Below are the records; repeat them in full, exactly.

++++ Materials provided ++++

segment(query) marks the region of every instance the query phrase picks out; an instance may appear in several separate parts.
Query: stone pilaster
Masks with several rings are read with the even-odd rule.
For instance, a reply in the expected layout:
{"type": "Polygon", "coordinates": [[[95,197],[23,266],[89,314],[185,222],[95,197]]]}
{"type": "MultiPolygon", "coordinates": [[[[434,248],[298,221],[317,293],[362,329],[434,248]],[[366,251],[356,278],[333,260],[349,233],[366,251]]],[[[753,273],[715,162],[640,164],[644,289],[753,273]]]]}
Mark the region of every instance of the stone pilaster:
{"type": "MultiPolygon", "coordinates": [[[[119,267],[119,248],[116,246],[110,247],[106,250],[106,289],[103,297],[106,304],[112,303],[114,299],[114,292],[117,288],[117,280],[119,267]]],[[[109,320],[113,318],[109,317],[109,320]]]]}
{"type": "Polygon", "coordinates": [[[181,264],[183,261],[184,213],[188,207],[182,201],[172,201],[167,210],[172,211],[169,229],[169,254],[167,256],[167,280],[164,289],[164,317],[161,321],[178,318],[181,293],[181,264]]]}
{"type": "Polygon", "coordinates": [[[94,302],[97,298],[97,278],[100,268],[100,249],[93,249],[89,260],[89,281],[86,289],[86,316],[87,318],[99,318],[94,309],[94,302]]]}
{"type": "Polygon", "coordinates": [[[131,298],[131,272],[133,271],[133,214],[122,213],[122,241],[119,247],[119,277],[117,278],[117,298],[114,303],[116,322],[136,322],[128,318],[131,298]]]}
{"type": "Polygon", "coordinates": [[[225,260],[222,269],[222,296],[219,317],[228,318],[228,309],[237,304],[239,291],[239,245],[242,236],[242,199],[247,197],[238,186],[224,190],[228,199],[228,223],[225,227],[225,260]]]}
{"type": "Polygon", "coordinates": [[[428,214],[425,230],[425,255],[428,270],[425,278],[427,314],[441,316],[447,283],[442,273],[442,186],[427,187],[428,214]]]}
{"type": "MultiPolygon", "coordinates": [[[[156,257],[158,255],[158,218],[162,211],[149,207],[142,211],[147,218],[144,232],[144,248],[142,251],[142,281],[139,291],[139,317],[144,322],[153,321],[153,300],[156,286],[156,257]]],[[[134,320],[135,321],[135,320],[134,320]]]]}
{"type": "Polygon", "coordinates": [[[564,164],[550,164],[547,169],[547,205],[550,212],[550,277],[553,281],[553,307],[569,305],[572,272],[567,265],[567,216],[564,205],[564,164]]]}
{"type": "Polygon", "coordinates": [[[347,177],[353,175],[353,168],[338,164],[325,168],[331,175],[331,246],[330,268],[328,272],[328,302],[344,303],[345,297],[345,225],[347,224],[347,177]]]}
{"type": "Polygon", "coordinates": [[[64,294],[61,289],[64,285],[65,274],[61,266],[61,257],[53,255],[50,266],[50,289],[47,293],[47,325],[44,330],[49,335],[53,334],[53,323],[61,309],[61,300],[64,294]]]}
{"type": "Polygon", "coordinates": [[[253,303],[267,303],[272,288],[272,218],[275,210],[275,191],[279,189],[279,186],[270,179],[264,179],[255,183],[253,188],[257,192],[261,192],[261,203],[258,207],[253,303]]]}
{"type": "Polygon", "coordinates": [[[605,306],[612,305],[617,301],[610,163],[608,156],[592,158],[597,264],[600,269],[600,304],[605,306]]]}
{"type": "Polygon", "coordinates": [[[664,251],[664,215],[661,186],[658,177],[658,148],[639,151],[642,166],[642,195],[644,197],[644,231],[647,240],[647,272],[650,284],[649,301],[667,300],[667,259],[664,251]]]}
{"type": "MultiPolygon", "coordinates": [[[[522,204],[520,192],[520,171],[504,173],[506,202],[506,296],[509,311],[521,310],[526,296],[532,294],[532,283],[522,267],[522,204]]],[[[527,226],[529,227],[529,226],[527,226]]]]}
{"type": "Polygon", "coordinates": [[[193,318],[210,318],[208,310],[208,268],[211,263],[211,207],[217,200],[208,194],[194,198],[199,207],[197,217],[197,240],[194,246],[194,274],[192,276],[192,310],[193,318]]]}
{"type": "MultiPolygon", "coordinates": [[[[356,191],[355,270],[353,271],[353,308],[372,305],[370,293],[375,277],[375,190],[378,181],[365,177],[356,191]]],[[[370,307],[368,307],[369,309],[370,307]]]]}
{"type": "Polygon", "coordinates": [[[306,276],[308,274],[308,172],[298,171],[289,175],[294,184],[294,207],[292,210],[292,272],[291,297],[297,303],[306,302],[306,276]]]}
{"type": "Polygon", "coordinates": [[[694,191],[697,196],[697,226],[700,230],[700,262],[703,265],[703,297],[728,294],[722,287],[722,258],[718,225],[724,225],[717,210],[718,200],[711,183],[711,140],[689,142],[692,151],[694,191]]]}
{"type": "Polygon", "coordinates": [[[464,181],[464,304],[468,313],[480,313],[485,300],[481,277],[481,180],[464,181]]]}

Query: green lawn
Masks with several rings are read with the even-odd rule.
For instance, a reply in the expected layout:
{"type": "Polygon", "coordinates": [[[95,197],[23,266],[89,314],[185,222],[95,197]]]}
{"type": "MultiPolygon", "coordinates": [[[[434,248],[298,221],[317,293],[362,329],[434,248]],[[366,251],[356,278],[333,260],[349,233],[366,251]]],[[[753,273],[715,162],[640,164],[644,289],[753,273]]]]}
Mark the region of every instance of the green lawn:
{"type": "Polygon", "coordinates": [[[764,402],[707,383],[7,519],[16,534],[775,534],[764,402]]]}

++++

__Expected output__
segment(query) marks the region of every instance the query phrase picks out; an instance may appear in several separate parts.
Query: stone pilaster
Masks with several rings are read with the even-odd rule.
For instance, a reply in the expected layout:
{"type": "Polygon", "coordinates": [[[95,197],[23,266],[89,314],[185,222],[95,197]]]}
{"type": "MultiPolygon", "coordinates": [[[[434,248],[298,221],[317,293],[362,329],[434,248]],[[366,251],[356,278],[333,260],[349,233],[366,251]]],[[[753,273],[715,162],[640,164],[644,289],[753,273]]]]}
Mark the region of every instance of the stone pilaster:
{"type": "MultiPolygon", "coordinates": [[[[119,267],[119,248],[116,246],[110,247],[106,250],[106,289],[103,297],[106,304],[112,303],[114,299],[114,292],[117,288],[117,280],[119,267]]],[[[109,320],[113,318],[109,317],[109,320]]]]}
{"type": "Polygon", "coordinates": [[[181,264],[183,261],[184,213],[188,207],[182,201],[172,201],[167,210],[172,211],[169,229],[169,254],[167,256],[167,280],[164,289],[164,317],[161,321],[178,318],[181,293],[181,264]]]}
{"type": "Polygon", "coordinates": [[[94,302],[97,298],[97,278],[100,268],[100,249],[93,249],[89,260],[89,281],[86,289],[86,316],[87,318],[99,318],[94,309],[94,302]]]}
{"type": "Polygon", "coordinates": [[[131,298],[131,272],[133,271],[133,214],[122,213],[122,241],[119,247],[119,277],[117,278],[117,298],[114,303],[116,322],[136,322],[128,318],[131,298]]]}
{"type": "Polygon", "coordinates": [[[225,260],[222,269],[222,296],[219,317],[228,318],[228,309],[237,304],[239,291],[239,245],[242,236],[242,199],[247,197],[238,186],[224,190],[228,199],[228,223],[225,227],[225,260]]]}
{"type": "Polygon", "coordinates": [[[428,214],[425,230],[425,255],[428,270],[425,278],[427,314],[441,316],[447,283],[442,273],[442,186],[427,187],[428,214]]]}
{"type": "MultiPolygon", "coordinates": [[[[156,257],[158,255],[158,218],[162,211],[149,207],[142,211],[147,218],[144,232],[144,248],[142,251],[142,281],[139,291],[139,317],[144,322],[153,321],[153,300],[156,286],[156,257]]],[[[134,320],[135,321],[135,320],[134,320]]]]}
{"type": "Polygon", "coordinates": [[[564,164],[550,164],[547,169],[547,205],[550,212],[550,277],[553,281],[553,307],[569,305],[572,272],[567,265],[567,216],[564,205],[564,164]]]}
{"type": "Polygon", "coordinates": [[[347,177],[353,175],[353,168],[338,164],[325,168],[331,175],[331,246],[330,268],[328,272],[328,302],[344,303],[345,297],[345,225],[347,224],[347,177]]]}
{"type": "Polygon", "coordinates": [[[64,294],[61,289],[64,285],[65,274],[61,266],[61,257],[53,255],[50,266],[50,289],[47,293],[47,325],[44,330],[49,335],[53,334],[53,323],[61,309],[61,300],[64,294]]]}
{"type": "Polygon", "coordinates": [[[253,303],[267,303],[272,288],[272,218],[275,210],[275,191],[279,189],[279,186],[270,179],[264,179],[255,183],[253,188],[257,192],[261,192],[261,203],[258,207],[253,303]]]}
{"type": "Polygon", "coordinates": [[[605,306],[612,305],[617,301],[610,163],[608,156],[592,158],[597,264],[600,269],[600,304],[605,306]]]}
{"type": "Polygon", "coordinates": [[[664,251],[664,215],[661,186],[658,177],[658,148],[639,151],[642,166],[642,195],[644,197],[644,231],[647,240],[647,272],[650,284],[649,301],[667,300],[667,259],[664,251]]]}
{"type": "MultiPolygon", "coordinates": [[[[522,204],[520,192],[520,171],[504,173],[506,202],[506,296],[509,311],[521,310],[526,296],[532,294],[532,283],[522,267],[522,204]]],[[[527,226],[529,227],[529,226],[527,226]]]]}
{"type": "Polygon", "coordinates": [[[193,318],[210,318],[208,310],[208,268],[211,263],[211,207],[217,200],[208,194],[194,198],[199,207],[197,217],[197,240],[194,246],[194,274],[192,276],[192,310],[193,318]]]}
{"type": "MultiPolygon", "coordinates": [[[[356,191],[355,270],[353,271],[353,308],[372,305],[370,293],[375,277],[375,190],[378,181],[365,177],[356,191]]],[[[370,307],[368,307],[369,309],[370,307]]]]}
{"type": "Polygon", "coordinates": [[[306,276],[308,274],[308,172],[298,171],[289,175],[294,184],[294,207],[292,210],[292,272],[291,297],[297,303],[306,302],[306,276]]]}
{"type": "Polygon", "coordinates": [[[694,191],[697,196],[697,226],[700,230],[700,262],[703,265],[703,297],[728,294],[722,287],[722,258],[718,225],[724,225],[717,210],[718,200],[711,183],[711,140],[689,142],[692,151],[694,191]]]}
{"type": "Polygon", "coordinates": [[[464,181],[464,304],[468,313],[480,313],[485,300],[481,277],[481,180],[464,181]]]}

Query: green lawn
Masks with several rings are read with the even-odd rule.
For instance, a reply in the expected layout:
{"type": "Polygon", "coordinates": [[[95,197],[23,266],[89,314],[185,222],[95,197]]]}
{"type": "MultiPolygon", "coordinates": [[[[434,248],[298,221],[317,293],[362,329],[434,248]],[[366,251],[356,278],[333,260],[349,233],[366,251]]],[[[753,273],[715,162],[640,164],[644,289],[753,273]]]]}
Mark the region of every instance of the green lawn:
{"type": "Polygon", "coordinates": [[[764,402],[707,383],[7,519],[16,534],[775,534],[764,402]]]}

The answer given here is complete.